▶ _Texte présenté_:
La machine déroulait son train-train, devenu particulièrement monotone, sans aucune variation dans la mélodie. Le premier prime-time en direct de la quatrième saison de
Nouvelle Star avait vu une élimination de masse (comme l’année dernière) : quatre candidats renvoyés chez eux. parmi eux des chouchous du quatuor de jurés qui se sont offusqués du résultat (comme l’année dernière). Les discussions de machine à café comme celles des chroniqueurs média remettaient en cause (avec raison) la justice du système de vote (comme l’année dernière). Freemantle, dans le ‘‘Journal de la télé’’ de J.-M. Morandini déclarait que tout était normal (comme l’année dernière). Les éliminés étaient utilisés une dernière fois pour assurer la rentabilité du groupe M6 en venant exposer leur déception dans Nouvelle Star Continue sur Fun TV (comme l’année dernière). Bref rien de neuf dans la télé-réalité française.
Et puis, peu après 21 heures jeudi soir, un communiqué de presse de la part d’M6 :
NOUVELLE STAR : victime d’un bug informatique
Une nouvelle chance pour tous les participants
M6 Web vient de constater un bug informatique dans le traitement des votes de l’émission NOUVELLE STAR du 29 mars.

▶ _Consignes_:
1 - Recopiez le passage du texte sur Nouvelle Star depuis « Et puis, peu » jusqu'à « du 29 mars. » inclus.
2 - Poursuivez le texte sur Nouvelle Star à la suite de sa dernière phrase.

▶ _Données_:
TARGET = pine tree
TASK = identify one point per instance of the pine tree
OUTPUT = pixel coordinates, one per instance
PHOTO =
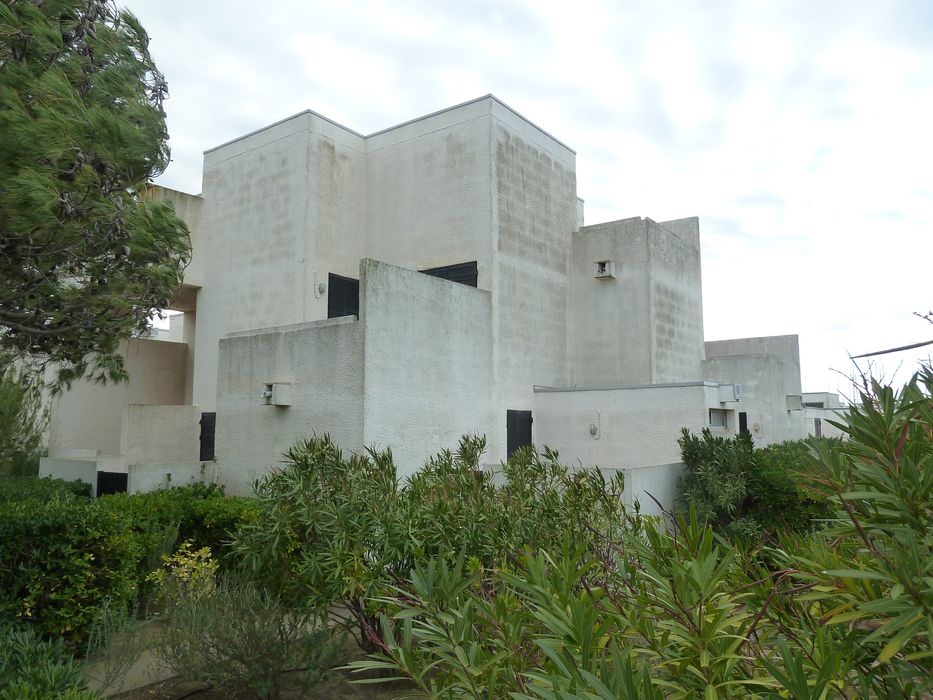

▶ _Corrigé des exercices_:
1 -
Et puis, peu après 21 heures jeudi soir, un communiqué de presse de la part d’M6 :
NOUVELLE STAR : victime d’un bug informatique
Une nouvelle chance pour tous les participants
M6 Web vient de constater un bug informatique dans le traitement des votes de l’émission NOUVELLE STAR du 29 mars.

2 -
Alors que les appels téléphoniques ont été correctement comptabilisés, les votes par SMS, eux, n’ont pas été attribués aux bons candidats, provoquant ainsi un résultat erroné.
Ce problème informatique a été localisé dans la nouvelle interface mise en place entre M6 Web et les centres serveurs qui assurent le traitement et la consolidation des votes par appels téléphoniques et SMS. Ce bug a été identifié et corrigé aujourd’hui.
M6 souhaite présenter toutes ses excuses aux candidats, au jury, aux votants et à tous les téléspectateurs.
La direction de la chaîne a décidé d’annuler le résultat erroné de l’émission du 29 mars et décide de remettre les 14 candidats en compétition lors d’une nouvelle émission en direct le mercredi 5 avril.
La totalité des recettes liées aux votes des téléspectateurs, lors de l’émission du 29 mars, sera reversée au Sidaction.
S’il s’agit d’une première en France, cette situation n’est pas complètement étrangère à la franchise
Pop Idol : un vote de la quatrième saison d’
American Idol (2005) avait été annulé, lui suite à une erreur humaine. Une mauvaise saisie avait laissé apparaître sur les cartons incrustés à l’écran des numéros d’appels erronés pour certains candidats. Les prestations des chanteurs amateurs avaient été rediffusées le lendemain lors d’une nouvelle émission suivie d’un nouveau vote.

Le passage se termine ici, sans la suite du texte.